» Page excerpt:
*-*-*

Changing the @tail_lpos update to a full barrier cmpxchg() (as mentioned
above) will solve this problem.

> [*] Another problem would be when data_make_reusable() see the new
>     data already in the commited state. It would make fresh new
>     data reusable.
>
>     I mean the following:
>
> CPU0				CPU1
>
> data_alloc()
>   begin_lpos = dr->head_lpos
>   data_push_tail()
>     lpos = dr->tail_lpos
> 				prb_reserve()
> 				  # reserve the location of current
> 				  # dr->tail_lpos
> 				prb_commit()
>
>     id = blk->id
>     # read id for the freshly written data on CPU1
>     # and happily make them reusable
>     data_make_reusable()

Ouch.

> => We should add a check into data_make_reusable() that
>    we are invalidating really the descriptor pointing to
>    the given lpos and not a freshly reused one!

The issue is that data_make_reusable() is not seeing that the tail has
moved.

What about if data_make_reusable() does something like:

    id = READ_ONCE(blk->id);
    smp_rmb();
    ... code to check if tail has moved beyond @tail_lpos ...
    d_state = desc_read()

*-*-*

» Task list:
• a. For each statement, answer yes or no according to the excerpt and quote the words that decide it. (i) Changing the @tail_lpos update to a full barrier cmpxchg() is said to solve the problem. (ii) The reply says data_make_reusable() does not see that the tail has moved. (iii) The proposed code uses smp_wmb().
• b. In the excerpt, list every function name that appears in the two-column sketch headed CPU0 and CPU1.
The lines have no connection to the excerpt.

» Information shown:
*-*-*

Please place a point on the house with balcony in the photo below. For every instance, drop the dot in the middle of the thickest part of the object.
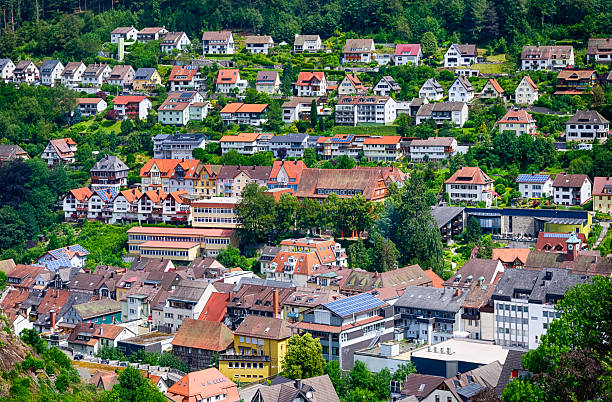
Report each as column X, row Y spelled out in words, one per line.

*-*-*

» Final answers:
• a.
(i) Yes: "will solve this problem"
(ii) Yes: "data_make_reusable() is not seeing that the tail has moved"
(iii) No: "smp_rmb();"

• b. data_alloc(), data_push_tail(), prb_reserve(), prb_commit(), data_make_reusable()